• GOAL OF THE EXERCISE: Write out the data below exactly as given, without any of its pictures.

• MATERIAL PROVIDED:
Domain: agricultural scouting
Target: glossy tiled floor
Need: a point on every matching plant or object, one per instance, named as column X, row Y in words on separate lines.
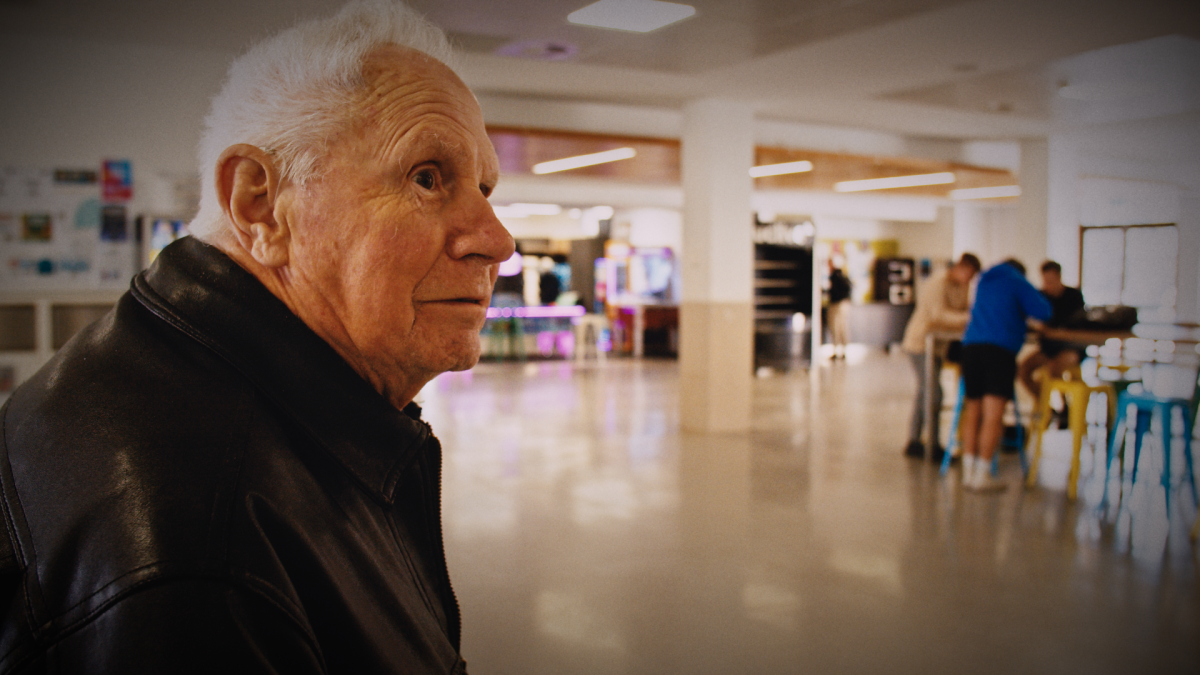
column 587, row 535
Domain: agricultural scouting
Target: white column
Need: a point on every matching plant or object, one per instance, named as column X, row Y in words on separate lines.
column 1029, row 243
column 1187, row 299
column 1048, row 214
column 717, row 315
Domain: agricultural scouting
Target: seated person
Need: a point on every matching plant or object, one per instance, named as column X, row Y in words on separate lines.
column 1060, row 357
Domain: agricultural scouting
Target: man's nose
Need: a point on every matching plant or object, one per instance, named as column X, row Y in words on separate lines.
column 483, row 234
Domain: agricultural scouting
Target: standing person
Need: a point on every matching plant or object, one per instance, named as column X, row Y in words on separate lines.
column 839, row 305
column 996, row 332
column 942, row 306
column 227, row 472
column 1066, row 304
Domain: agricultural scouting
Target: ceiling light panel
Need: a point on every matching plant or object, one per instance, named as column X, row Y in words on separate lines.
column 785, row 168
column 987, row 192
column 894, row 181
column 580, row 161
column 636, row 16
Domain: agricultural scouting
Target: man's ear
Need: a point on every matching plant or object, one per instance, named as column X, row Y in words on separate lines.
column 249, row 185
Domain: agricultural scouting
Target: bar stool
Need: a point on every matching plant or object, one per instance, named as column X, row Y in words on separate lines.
column 1141, row 411
column 1077, row 394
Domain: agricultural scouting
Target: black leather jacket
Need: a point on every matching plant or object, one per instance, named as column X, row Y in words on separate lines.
column 198, row 483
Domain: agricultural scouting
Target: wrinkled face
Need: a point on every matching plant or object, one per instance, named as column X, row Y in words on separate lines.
column 396, row 240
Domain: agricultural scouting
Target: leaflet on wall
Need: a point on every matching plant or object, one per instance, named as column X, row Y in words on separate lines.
column 55, row 233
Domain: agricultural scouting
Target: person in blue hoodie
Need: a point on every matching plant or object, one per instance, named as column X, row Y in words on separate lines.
column 1005, row 299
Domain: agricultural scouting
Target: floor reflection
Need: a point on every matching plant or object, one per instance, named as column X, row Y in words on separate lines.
column 587, row 535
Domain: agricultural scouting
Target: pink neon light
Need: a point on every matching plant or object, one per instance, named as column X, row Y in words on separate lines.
column 550, row 311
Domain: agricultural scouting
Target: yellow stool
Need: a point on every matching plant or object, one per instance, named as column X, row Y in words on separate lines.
column 1075, row 393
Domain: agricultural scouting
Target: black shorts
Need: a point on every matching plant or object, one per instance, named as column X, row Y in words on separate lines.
column 988, row 369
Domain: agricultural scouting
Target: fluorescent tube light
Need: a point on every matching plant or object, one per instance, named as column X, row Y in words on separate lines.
column 987, row 192
column 780, row 169
column 568, row 163
column 526, row 210
column 894, row 181
column 637, row 16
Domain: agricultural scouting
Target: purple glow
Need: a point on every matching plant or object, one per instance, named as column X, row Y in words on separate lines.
column 550, row 311
column 511, row 267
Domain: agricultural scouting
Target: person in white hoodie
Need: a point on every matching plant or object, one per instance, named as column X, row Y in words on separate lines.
column 943, row 305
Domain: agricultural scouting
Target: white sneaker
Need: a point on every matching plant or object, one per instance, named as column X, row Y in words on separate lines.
column 969, row 463
column 983, row 482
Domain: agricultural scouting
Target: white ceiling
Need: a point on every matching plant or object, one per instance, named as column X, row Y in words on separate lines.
column 947, row 69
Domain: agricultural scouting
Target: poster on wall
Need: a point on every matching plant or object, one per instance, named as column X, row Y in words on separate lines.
column 57, row 233
column 118, row 180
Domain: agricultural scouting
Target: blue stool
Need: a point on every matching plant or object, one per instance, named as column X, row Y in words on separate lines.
column 1146, row 408
column 995, row 459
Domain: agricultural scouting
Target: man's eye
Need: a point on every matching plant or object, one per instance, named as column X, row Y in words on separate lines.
column 426, row 179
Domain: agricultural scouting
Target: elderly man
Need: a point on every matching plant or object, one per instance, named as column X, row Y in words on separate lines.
column 227, row 472
column 942, row 306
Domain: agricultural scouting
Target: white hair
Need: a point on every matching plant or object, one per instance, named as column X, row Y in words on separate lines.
column 291, row 93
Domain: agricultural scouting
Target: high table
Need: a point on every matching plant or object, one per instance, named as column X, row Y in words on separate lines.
column 933, row 416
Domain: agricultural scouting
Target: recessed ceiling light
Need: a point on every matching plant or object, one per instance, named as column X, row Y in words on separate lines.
column 637, row 16
column 781, row 169
column 894, row 181
column 580, row 161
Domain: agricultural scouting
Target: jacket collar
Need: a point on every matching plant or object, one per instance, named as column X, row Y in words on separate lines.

• THE REPLY:
Domain: agricultural scouting
Target: glossy tiled floor
Need: a point on every matching plant or object, one per instance, named as column X, row Y in words on separate lines.
column 587, row 535
Domain: agricultural scouting
Target: white column
Need: a point on every matching plant or object, one per instance, named as column X, row Y in words on separate lines.
column 1029, row 243
column 1187, row 299
column 1048, row 214
column 717, row 315
Domain: agricultural scouting
Target: seated person
Need: a point on every matching plant or object, one per instance, named as column X, row Y in words on separate lines.
column 1060, row 357
Domain: agricultural scouting
Target: man's nose
Need: a point on every matching plant or object, one per instance, named as column X, row Y in words on separate lines.
column 483, row 234
Domain: agricultural scouting
Target: standing person
Need: a point on every matching plant or object, one per instance, named as column X, row Y in words on separate lines.
column 839, row 305
column 996, row 332
column 942, row 306
column 227, row 472
column 1066, row 304
Domain: agricultural scouting
Target: ceiling light panel
Need: a point on every matching plant or object, one per instance, named as column X, row Y in words on separate lines.
column 785, row 168
column 987, row 192
column 894, row 181
column 580, row 161
column 636, row 16
Domain: agricultural scouting
Target: man's ear
Need: a point on every matching plant or object, one per instance, named as column X, row Y in words on separate lines.
column 249, row 185
Domain: agricultural scouting
Target: bar stool
Need: a point on every matching plant or object, one per instance, named as column X, row Y in words on separate lines.
column 1141, row 411
column 1077, row 394
Domain: agricultural scouting
Target: black leather jacket
Need: a point on every matching plant or object, one per instance, named as column X, row Y in words on separate lines.
column 198, row 483
Domain: agricultural scouting
Target: wrinkled face
Need: a point on every matching plant or object, one per instance, named as column X, row Y in words on separate lines.
column 396, row 240
Domain: agricultural scouting
Target: leaflet on wall
Need: a point on every matching plant or object, one per instance, named as column X, row Y in words on separate lines.
column 55, row 233
Domain: agricultural scouting
Target: person in blue hoodie
Need: a point on every matching plant or object, one per instance, named as column X, row Y in words on separate lines.
column 1005, row 299
Domain: agricultural scouting
Target: floor reflection
Need: a point on every matching plant or object, one per instance, named as column X, row Y in words on separate lines.
column 587, row 535
Domain: agricultural scouting
Target: pink neon light
Need: a point on every matching plant or object, one per instance, named as column X, row Y in words on separate lines.
column 550, row 311
Domain: agricultural scouting
Target: yellow stool
Need: a point on every matching plant or object, one per instance, named as column X, row Y in words on separate lines.
column 1075, row 393
Domain: agricultural scouting
Target: black shorts
Need: a point on every matching plant or object, one per instance, named as column X, row Y in words on separate lines.
column 988, row 369
Domain: agricultural scouting
Target: fluorescent tube light
Need: a point on every matching plant or object, one per instance, named as column X, row Y in words on separate lines.
column 987, row 192
column 780, row 169
column 568, row 163
column 526, row 210
column 894, row 181
column 637, row 16
Domain: agricultural scouting
Target: purple glow
Need: a point on every matching plant or object, one per instance, named as column X, row Y in words on separate lines.
column 550, row 311
column 511, row 267
Domain: agricultural scouting
Target: person in white hoodie
Need: a point on every matching plant or object, one per instance, named as column X, row Y in words on separate lines.
column 943, row 305
Domain: agricultural scouting
Target: white sneaker
Need: a point on every matching plant or object, one per instance, named as column X, row Y in words on separate lines.
column 969, row 463
column 983, row 482
Domain: agricultural scouting
Target: white ceiling
Need: a point on every matching plant or object, one per instance, named as column X, row Y in words on separate lines.
column 947, row 69
Domain: agricultural scouting
Target: poster on wall
Need: a point on every matching plant or object, one per instance, named as column X, row Y in words on separate lines.
column 57, row 233
column 118, row 180
Domain: agricultural scouting
Target: blue stool
Need: a point on every matching plant or object, one per instance, named as column X, row Y in words on separate lines.
column 1146, row 408
column 995, row 459
Domain: agricultural scouting
Target: man's eye
Need: a point on every matching plant or object, one per instance, named as column X, row Y in words on separate lines.
column 426, row 179
Domain: agricultural scouting
Target: elderly man
Need: a point on every matching plant or object, one per instance, named as column X, row Y in words on separate lines.
column 227, row 472
column 942, row 306
Domain: agricultural scouting
Target: white hair
Need: a point on every matching plant or object, one per instance, named as column X, row Y in words on separate lines.
column 291, row 93
Domain: agricultural scouting
Target: high table
Need: a point on every matching plant or object, one per instance, named as column X, row Y in words on separate lines.
column 933, row 416
Domain: agricultural scouting
Target: recessed ceiling light
Need: a point on every matching plant or object, one per instance, named as column X, row Y in words on separate lines.
column 637, row 16
column 781, row 169
column 894, row 181
column 580, row 161
Domain: agricultural scouting
Target: jacket collar
Need: a point on every matching plant or object, one per instance, named as column X, row Y in words on separate lines.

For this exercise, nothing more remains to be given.